**DESCRIPTION OF THE TASK**
The answer must be a single number: how many lines of the entries below include "grass".

-------- GIVEN DATA --------

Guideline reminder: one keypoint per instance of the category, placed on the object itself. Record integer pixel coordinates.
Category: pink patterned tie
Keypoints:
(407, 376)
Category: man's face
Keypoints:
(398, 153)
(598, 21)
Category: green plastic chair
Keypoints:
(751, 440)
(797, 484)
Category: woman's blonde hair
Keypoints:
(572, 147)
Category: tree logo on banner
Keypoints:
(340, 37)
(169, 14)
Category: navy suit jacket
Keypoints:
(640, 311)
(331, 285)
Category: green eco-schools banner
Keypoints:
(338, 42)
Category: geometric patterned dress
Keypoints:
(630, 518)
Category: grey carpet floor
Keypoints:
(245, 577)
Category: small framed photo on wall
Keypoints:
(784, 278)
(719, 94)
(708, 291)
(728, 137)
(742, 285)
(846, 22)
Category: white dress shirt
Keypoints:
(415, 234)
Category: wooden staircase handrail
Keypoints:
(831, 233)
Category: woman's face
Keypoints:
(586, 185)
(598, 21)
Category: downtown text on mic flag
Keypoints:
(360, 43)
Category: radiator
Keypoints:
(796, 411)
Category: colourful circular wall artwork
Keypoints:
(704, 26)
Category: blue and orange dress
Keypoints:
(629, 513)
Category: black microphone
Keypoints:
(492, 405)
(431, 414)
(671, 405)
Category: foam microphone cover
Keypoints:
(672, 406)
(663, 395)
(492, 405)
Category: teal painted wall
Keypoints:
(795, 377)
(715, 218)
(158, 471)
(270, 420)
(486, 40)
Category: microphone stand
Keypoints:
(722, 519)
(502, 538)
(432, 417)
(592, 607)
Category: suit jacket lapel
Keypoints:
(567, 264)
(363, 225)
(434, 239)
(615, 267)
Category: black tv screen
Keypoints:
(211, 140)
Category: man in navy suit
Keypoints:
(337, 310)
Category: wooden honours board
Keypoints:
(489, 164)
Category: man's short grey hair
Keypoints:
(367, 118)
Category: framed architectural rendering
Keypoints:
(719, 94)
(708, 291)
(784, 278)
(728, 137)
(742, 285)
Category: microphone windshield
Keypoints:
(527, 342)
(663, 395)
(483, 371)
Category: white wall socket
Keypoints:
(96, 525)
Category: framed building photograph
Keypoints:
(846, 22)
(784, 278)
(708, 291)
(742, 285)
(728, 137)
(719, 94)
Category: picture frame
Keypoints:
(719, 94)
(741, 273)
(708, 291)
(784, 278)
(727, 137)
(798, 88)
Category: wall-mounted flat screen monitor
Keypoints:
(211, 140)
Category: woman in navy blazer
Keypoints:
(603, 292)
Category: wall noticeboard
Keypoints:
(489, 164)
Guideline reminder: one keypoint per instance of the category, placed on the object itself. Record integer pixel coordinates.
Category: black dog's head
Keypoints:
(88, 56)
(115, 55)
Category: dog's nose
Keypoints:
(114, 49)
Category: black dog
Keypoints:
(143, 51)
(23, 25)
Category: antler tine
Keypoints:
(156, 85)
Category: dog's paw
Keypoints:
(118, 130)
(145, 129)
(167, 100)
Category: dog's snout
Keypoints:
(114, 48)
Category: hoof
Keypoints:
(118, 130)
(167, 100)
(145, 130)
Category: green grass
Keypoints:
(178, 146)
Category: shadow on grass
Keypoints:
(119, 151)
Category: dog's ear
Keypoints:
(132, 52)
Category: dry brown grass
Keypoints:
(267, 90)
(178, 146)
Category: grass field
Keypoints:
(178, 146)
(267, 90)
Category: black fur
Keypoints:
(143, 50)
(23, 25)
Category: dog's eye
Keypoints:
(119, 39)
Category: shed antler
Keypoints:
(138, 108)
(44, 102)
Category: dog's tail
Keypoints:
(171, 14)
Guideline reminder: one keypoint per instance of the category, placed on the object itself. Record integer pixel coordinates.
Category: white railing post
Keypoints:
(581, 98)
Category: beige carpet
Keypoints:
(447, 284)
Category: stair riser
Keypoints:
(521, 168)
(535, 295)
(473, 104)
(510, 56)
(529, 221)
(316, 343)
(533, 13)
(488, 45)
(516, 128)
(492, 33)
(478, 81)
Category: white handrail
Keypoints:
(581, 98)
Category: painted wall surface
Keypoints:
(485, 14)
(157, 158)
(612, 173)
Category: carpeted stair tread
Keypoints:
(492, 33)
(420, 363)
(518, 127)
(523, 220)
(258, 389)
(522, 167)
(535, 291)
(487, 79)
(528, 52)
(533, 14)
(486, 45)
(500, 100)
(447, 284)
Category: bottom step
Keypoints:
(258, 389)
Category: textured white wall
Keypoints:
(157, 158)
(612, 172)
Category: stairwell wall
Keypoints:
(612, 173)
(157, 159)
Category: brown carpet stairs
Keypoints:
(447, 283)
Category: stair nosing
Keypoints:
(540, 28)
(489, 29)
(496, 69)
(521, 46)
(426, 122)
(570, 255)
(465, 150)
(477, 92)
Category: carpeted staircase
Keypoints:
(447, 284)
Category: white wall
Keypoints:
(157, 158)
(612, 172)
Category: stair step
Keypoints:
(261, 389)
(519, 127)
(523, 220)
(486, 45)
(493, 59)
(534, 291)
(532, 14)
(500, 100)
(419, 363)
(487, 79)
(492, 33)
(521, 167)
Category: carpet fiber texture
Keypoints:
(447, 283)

--------

**SOLUTION TO THE PROBLEM**
4